MATERIAL SUPPLIED =

--- BEGIN ---

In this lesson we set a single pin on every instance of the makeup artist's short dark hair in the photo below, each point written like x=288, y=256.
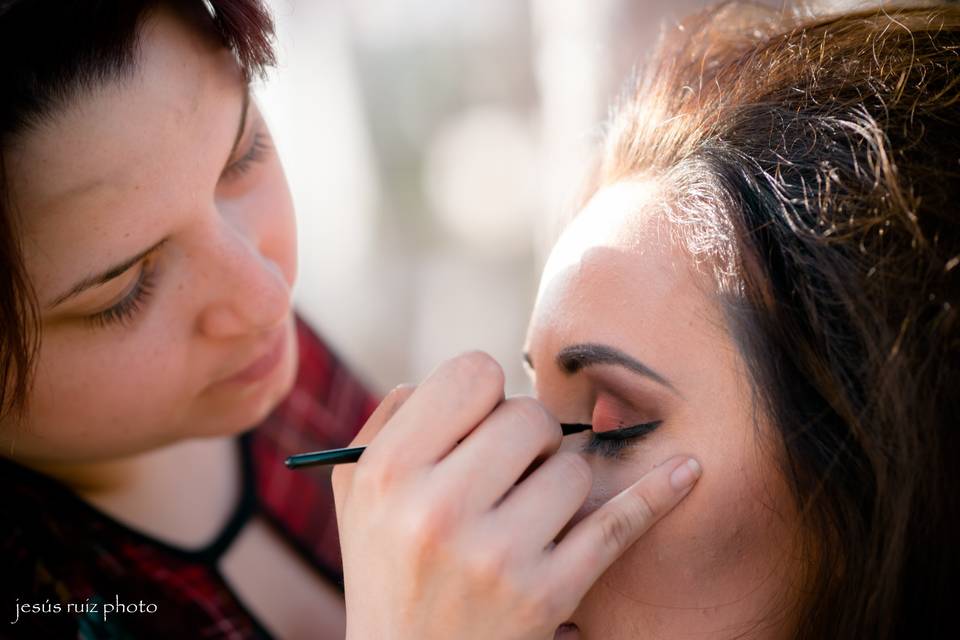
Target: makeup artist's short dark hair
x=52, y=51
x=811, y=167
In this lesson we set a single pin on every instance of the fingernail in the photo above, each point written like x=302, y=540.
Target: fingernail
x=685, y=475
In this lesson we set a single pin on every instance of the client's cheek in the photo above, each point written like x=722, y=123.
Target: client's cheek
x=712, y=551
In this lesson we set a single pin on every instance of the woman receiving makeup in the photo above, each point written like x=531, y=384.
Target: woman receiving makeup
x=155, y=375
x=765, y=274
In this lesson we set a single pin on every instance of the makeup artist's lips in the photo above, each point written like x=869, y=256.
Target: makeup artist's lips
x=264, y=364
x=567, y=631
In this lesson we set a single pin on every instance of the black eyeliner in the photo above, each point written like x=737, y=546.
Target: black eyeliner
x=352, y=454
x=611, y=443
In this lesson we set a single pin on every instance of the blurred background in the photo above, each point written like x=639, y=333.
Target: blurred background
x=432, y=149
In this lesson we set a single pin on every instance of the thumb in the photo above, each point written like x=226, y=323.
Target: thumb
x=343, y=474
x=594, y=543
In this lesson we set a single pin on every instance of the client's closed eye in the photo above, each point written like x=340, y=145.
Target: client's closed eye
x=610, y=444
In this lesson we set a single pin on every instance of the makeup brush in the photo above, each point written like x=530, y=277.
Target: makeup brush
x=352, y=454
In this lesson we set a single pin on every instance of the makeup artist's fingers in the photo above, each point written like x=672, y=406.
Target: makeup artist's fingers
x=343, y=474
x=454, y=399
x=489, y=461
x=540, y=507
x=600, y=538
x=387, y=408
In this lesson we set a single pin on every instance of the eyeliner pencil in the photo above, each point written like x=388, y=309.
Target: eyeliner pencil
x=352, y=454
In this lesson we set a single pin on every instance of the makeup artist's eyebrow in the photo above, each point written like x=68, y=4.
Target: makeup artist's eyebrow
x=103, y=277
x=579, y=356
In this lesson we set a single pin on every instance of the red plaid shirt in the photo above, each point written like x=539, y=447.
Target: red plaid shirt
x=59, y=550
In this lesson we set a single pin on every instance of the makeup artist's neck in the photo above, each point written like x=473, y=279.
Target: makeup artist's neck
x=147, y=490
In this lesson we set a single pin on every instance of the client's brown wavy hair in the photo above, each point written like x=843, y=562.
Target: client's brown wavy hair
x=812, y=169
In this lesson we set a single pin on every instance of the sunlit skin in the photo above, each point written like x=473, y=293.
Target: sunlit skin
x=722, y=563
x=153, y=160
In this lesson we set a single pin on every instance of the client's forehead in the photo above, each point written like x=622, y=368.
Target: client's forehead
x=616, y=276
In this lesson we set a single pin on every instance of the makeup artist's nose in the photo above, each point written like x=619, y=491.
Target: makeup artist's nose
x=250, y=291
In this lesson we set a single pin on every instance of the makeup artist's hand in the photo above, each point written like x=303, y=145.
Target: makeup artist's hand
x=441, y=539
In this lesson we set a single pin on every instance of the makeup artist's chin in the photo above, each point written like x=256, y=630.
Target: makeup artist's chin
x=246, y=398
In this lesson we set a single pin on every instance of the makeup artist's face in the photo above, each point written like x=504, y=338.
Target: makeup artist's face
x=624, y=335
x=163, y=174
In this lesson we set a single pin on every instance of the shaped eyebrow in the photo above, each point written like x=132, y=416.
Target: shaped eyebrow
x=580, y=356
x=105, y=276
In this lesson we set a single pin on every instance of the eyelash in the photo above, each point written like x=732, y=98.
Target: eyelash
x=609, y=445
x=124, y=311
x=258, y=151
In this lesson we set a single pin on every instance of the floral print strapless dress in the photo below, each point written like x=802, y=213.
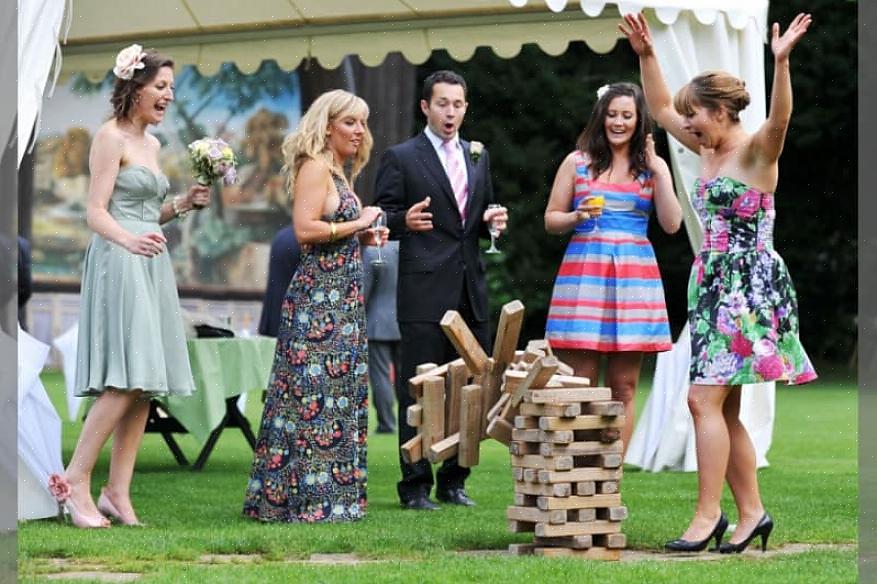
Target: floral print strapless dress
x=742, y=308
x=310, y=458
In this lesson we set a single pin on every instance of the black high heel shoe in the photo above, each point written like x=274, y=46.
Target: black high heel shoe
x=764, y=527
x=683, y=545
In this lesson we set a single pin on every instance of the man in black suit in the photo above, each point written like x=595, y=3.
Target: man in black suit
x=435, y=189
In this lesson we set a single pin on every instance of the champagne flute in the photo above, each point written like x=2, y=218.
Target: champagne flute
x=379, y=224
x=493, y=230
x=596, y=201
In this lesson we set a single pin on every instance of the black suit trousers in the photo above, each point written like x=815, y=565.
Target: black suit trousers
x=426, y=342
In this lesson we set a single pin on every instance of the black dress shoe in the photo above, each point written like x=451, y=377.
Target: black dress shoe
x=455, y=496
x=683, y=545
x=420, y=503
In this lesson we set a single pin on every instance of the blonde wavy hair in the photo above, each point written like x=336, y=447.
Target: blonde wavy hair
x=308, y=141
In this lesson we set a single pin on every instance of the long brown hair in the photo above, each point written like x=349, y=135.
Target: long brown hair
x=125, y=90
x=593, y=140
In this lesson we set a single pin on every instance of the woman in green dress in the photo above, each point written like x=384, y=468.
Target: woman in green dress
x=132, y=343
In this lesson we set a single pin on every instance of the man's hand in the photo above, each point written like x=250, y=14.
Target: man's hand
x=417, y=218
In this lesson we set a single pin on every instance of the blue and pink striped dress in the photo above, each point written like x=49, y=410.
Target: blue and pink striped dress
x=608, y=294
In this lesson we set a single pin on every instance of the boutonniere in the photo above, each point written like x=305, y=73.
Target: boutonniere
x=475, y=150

--- END ---
--- BEGIN ---

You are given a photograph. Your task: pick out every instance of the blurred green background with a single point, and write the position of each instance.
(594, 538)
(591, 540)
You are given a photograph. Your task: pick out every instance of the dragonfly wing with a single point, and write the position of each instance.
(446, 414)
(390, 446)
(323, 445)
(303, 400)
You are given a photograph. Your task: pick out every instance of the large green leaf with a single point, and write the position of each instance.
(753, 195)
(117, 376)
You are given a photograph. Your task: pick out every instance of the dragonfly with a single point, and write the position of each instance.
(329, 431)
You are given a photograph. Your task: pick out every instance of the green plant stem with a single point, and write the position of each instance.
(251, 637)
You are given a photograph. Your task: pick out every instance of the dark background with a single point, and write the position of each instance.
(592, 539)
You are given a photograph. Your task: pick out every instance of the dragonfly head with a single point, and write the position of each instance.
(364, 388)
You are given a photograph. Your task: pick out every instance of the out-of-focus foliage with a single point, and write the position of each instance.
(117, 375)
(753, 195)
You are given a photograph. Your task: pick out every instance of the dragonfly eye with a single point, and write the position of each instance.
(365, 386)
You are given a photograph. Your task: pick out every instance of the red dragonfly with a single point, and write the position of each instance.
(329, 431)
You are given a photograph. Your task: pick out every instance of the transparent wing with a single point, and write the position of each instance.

--- END ---
--- BEGIN ---

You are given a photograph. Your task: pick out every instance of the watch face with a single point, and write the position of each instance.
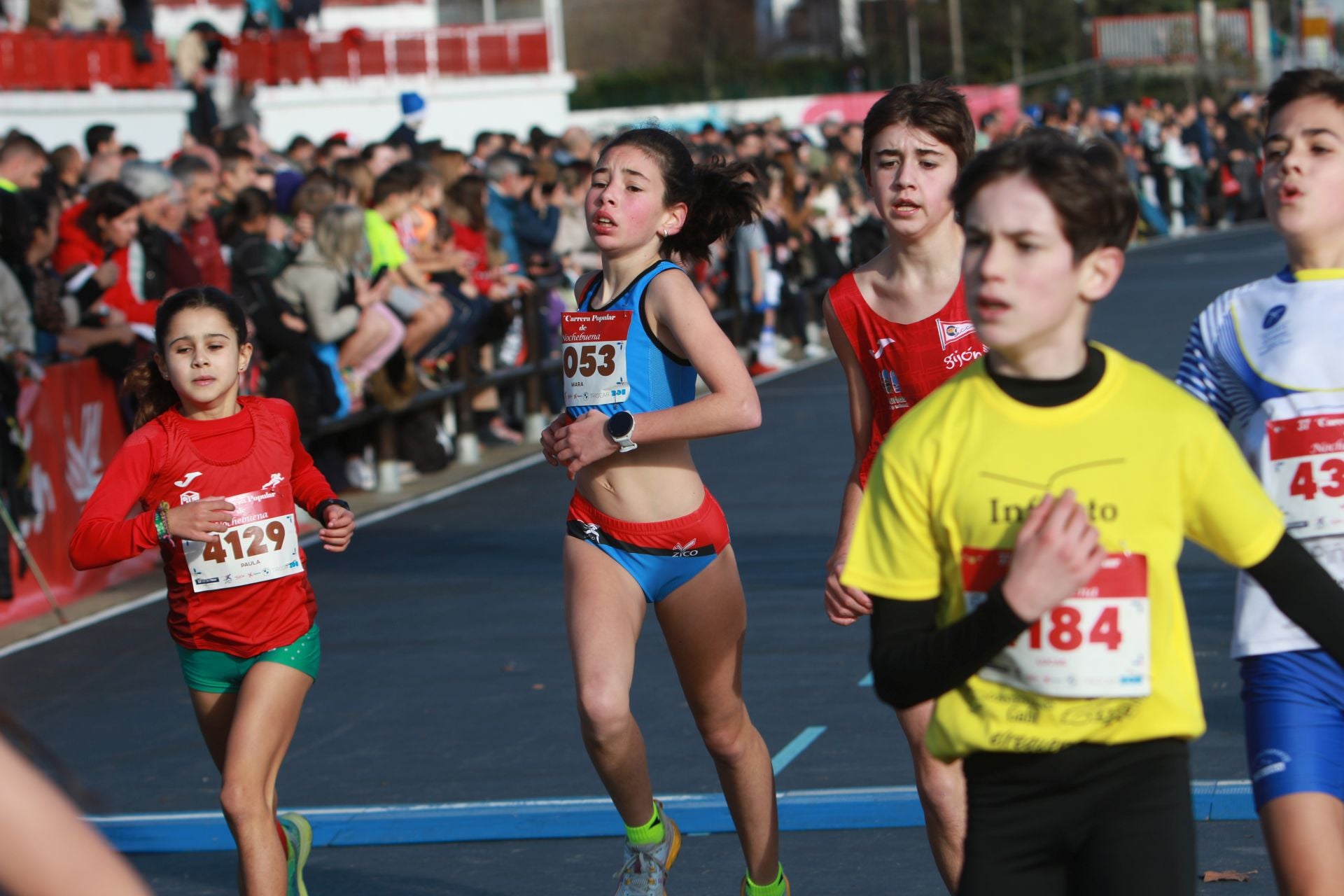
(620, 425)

--- END ---

DESCRIPTION OF THE TASK = Copy out, word for word, the lines starting at the one that contains "like x=288, y=256." and ending at the one that contains "x=811, y=167". Leave out any pictures.

RESULT FOR THIS TASK =
In this lesson we set a single pin on every instance of the makeup artist's short dark hair in the photo below, each point written like x=288, y=256.
Target: makeup artist's short dark hair
x=52, y=51
x=811, y=167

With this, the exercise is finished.